[[ Entries shown open ]]

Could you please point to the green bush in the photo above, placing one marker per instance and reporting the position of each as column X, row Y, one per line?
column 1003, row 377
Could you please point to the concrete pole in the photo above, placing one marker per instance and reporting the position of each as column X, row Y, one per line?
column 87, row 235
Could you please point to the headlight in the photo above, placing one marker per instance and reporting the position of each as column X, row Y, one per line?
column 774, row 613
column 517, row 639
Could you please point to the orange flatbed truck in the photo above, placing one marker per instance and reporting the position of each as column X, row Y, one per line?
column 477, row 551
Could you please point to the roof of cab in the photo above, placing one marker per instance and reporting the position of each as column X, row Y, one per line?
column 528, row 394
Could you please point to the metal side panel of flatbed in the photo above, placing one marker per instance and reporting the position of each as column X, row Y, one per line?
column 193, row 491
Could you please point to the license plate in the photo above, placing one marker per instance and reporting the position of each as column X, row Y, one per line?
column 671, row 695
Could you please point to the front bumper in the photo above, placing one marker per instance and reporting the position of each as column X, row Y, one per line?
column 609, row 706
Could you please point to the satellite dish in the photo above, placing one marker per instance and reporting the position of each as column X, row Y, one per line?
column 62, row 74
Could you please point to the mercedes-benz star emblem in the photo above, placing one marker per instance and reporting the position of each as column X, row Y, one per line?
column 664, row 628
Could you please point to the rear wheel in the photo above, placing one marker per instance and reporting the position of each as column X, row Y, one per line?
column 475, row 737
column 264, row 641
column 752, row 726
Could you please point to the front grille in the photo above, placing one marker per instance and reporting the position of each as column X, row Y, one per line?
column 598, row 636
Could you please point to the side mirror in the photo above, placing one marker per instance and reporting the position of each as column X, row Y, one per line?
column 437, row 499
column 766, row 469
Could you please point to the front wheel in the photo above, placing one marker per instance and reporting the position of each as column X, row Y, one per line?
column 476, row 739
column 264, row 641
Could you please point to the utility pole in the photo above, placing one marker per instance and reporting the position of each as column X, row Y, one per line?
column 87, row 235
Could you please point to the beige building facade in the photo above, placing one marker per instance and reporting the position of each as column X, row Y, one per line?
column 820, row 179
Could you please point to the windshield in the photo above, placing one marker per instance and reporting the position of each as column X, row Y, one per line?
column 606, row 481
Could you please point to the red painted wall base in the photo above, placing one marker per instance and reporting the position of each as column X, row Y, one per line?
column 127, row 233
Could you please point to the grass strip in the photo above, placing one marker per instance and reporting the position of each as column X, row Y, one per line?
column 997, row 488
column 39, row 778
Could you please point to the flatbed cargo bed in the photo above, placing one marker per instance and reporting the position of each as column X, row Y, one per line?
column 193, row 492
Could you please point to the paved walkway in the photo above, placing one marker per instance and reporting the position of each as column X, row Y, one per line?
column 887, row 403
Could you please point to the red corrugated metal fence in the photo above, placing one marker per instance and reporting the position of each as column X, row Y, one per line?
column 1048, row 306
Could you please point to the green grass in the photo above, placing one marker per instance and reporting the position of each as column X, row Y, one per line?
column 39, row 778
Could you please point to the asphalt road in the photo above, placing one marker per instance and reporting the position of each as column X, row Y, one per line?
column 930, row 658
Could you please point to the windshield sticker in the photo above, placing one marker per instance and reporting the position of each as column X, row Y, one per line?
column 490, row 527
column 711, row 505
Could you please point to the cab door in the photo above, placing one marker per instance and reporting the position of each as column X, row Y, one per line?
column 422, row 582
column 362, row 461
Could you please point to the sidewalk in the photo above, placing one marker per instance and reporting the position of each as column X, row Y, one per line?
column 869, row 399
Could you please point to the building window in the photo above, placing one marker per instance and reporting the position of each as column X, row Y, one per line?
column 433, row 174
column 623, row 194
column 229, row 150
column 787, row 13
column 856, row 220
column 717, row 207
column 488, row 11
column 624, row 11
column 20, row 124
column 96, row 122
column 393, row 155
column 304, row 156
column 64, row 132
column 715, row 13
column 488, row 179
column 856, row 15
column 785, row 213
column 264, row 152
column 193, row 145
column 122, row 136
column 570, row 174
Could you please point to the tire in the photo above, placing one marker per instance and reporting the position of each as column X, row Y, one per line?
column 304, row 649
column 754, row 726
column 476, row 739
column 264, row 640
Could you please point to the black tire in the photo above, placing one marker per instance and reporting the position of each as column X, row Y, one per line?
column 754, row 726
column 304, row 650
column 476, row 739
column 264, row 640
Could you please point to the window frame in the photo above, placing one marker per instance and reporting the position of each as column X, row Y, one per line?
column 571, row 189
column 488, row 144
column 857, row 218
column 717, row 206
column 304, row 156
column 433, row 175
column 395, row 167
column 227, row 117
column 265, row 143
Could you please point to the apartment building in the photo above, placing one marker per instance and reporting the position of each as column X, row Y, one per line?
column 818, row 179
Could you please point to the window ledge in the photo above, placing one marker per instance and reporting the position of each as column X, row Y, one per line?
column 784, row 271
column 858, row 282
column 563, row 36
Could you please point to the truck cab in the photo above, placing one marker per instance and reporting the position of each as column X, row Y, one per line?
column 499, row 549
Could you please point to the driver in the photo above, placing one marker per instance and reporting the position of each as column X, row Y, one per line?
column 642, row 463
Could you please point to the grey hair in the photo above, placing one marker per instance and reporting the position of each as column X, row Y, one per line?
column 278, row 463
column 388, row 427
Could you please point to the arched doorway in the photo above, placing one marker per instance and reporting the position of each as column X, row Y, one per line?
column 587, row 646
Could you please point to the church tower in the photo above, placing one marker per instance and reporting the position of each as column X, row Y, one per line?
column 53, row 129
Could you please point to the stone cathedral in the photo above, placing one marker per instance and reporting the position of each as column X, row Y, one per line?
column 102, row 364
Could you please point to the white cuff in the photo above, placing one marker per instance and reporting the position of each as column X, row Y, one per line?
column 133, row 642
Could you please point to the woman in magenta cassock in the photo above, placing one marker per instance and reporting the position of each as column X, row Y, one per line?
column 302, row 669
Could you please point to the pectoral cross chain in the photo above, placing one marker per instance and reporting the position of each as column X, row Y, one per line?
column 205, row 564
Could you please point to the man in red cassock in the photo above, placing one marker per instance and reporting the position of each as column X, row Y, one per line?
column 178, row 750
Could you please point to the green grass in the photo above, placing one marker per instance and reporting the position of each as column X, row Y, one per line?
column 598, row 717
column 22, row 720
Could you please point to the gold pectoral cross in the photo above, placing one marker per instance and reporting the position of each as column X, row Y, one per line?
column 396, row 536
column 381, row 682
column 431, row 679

[[ Entries shown closed ]]

● Exercise
Write the data out again. Match it exactly.

● Your solution
Could you please point to the green bush in the photo above, placing one marker per instance and reporting the position of each as column X, row Y, one per line?
column 1003, row 377
Could you please point to the concrete pole in the photo above, placing one marker per instance and reporting the position of each as column X, row Y, one per line?
column 87, row 235
Could you please point to the headlight in the photo above, placing one marker per instance and reporting the position of each as column X, row Y, one per line?
column 774, row 613
column 517, row 639
Could you please point to the orange flatbed truck in the photo above, placing one marker per instance and reporting the position of each as column X, row Y, one per line?
column 477, row 551
Could you please point to the roof of cab in the photo above, placing one marker per instance and reporting the position of each as column X, row Y, one per line?
column 528, row 394
Could you please point to the metal side panel of flatbed in the photo above, placing one marker per instance and reporting the position of each as column X, row Y, one per line?
column 193, row 491
Could you please point to the license plate in the photo above, placing one marker per instance and reporting the position of each as column X, row Y, one per line?
column 671, row 695
Could you please point to the front bumper in the photo above, placing one marker per instance and reporting the position of each as column X, row Y, one per line?
column 609, row 706
Could you please point to the satellite dish in the photo above, placing one marker per instance and reporting the position of each as column X, row Y, one per line?
column 62, row 74
Could you please point to the mercedes-benz star emblem in the photo above, placing one marker per instance and reporting the position of each as column X, row Y, one per line?
column 664, row 628
Could you please point to the rear wheel in the photo above, placing one marker per instance and reporting the position of each as column X, row Y, one per line?
column 475, row 737
column 264, row 641
column 752, row 726
Could you please point to the front grille in the photo above, placing one marker per instance and reporting the position of each as column X, row Y, one per line?
column 598, row 636
Could you please point to the side mirror in the photo above, placing one marker per instance and reporting the position of each as column X, row Y, one per line?
column 437, row 499
column 766, row 469
Could you please point to the front wheel in the photo above, placing one marker per instance and reporting the position of each as column X, row Y, one per line?
column 476, row 739
column 264, row 641
Could you please point to the utility pole in the photo above, placing one marker per instance and reporting the position of each as column X, row Y, one per line?
column 87, row 235
Could you please point to the beige building facade in the photo above, placing one marker per instance and reporting the position of each as column X, row Y, one per line?
column 820, row 179
Could you please point to the windshield in the photo above, placing one marker per instance and reporting the position of each as column X, row Y, one per line?
column 606, row 481
Could you please point to the red painted wall base in the photo above, placing one marker per instance and reporting the position of each as column X, row Y, one per line?
column 127, row 233
Could you please point to the grass strip in the photo above, placing one marker per instance and reporting the position of each as column X, row Y, one per line?
column 997, row 488
column 39, row 778
Could you please point to the flatbed cargo bed in the photo above, placing one marker per instance and reporting the position of each as column X, row Y, one per line?
column 193, row 492
Could you please point to the paved walkway in the photo above, placing one marker per instance and reporting the position of each as column X, row Y, one per line?
column 887, row 403
Could you please point to the red corrugated metal fence in the photo above, placing one marker per instance and reporting the position of each as column X, row Y, one per line?
column 1048, row 306
Could you please point to the green grass in the photo above, placing one marker per instance and reporting the position of each as column X, row Y, one per line?
column 39, row 778
Could you please point to the asphalt road in the photo above, placing one marker per instance and reporting the position of each as column X, row Y, one per line?
column 930, row 658
Could you please point to the windshield sticker in the photo above, placing one marker per instance and reporting the position of each as column X, row Y, one per line?
column 490, row 527
column 711, row 505
Could you please point to the cab door in the photo above, placing one marker per instance and reporting the position of each as column X, row Y, one per line?
column 422, row 582
column 362, row 461
Could you please point to the sidewalk in the photo above, placing one marker per instance and reporting the position of each as column X, row Y, one per line?
column 869, row 399
Could you please point to the building window in the photo above, placing one marker per instance and reporting the position of each as column X, row Y, one per line?
column 433, row 174
column 623, row 194
column 229, row 150
column 787, row 13
column 856, row 220
column 717, row 207
column 488, row 11
column 624, row 11
column 20, row 124
column 96, row 122
column 393, row 155
column 304, row 156
column 64, row 132
column 715, row 13
column 488, row 179
column 856, row 15
column 785, row 213
column 264, row 152
column 193, row 145
column 122, row 136
column 570, row 174
Could you please point to the tire in the photo above, placing one marker per instance and reporting the position of each as column X, row Y, one per line?
column 304, row 649
column 754, row 726
column 476, row 739
column 264, row 640
Could you please point to the black tire in the photo above, placing one marker per instance and reporting the position of each as column X, row Y, one per line?
column 754, row 726
column 304, row 650
column 476, row 739
column 264, row 640
Could you please point to the window frame in the photo above, placing one marker per instance and reporting the position of each as column X, row Y, one per line?
column 571, row 189
column 488, row 144
column 857, row 218
column 717, row 206
column 304, row 156
column 433, row 175
column 395, row 167
column 227, row 117
column 265, row 143
Could you please point to the apartment building in the photo above, placing one marker per instance and reporting the position of each as column X, row Y, one per line?
column 818, row 179
Could you please point to the window ledge in the photo above, placing one marker per instance and reporting the position of each as column X, row Y, one per line?
column 784, row 271
column 858, row 282
column 563, row 36
Could you please point to the truck cab in the photo above, placing one marker per instance and reporting the position of each as column X, row Y, one per line?
column 499, row 549
Could you please point to the driver in the photo above, placing one marker per instance and reporting the position of each as column X, row Y, one per line?
column 642, row 463
Could you please point to the grey hair in the photo above, placing one marker per instance and reporting the position of each as column X, row Y, one per line?
column 278, row 463
column 388, row 427
Could you please point to the arched doorway in the photo above, placing one marker per instance and reporting the position of each as column X, row Y, one per line?
column 587, row 646
Could you please point to the church tower in the photo above, placing one marker per instance and reporting the position of each as column X, row Y, one per line?
column 53, row 129
Could you please point to the stone cathedral in the photo above, placing one marker per instance and reporting the position of each as column X, row Y, one per line?
column 102, row 364
Could you please point to the white cuff in the photo above, placing one marker per instance and reporting the position of each as column X, row Y, one per line?
column 133, row 642
Could you please point to the woman in magenta cassock in the photo above, placing one marker per instance and reporting the position of each as column X, row Y, one per line?
column 302, row 669
Could you please point to the pectoral cross chain in the photo above, placing one marker per instance and reporting the position of each as column X, row Y, one per line?
column 205, row 564
Could you please point to the man in red cassock in the photo above, placing one marker per instance and reporting the position of each as column X, row Y, one per line?
column 178, row 750
Could you please point to the green grass in the photo above, placing one marker per instance and reporting the position of each as column X, row Y, one per line?
column 598, row 717
column 22, row 720
Could you please point to the gold pectoral cross in the photo above, placing one marker per instance and reporting the position of each as column X, row Y, one per line?
column 396, row 536
column 381, row 682
column 431, row 679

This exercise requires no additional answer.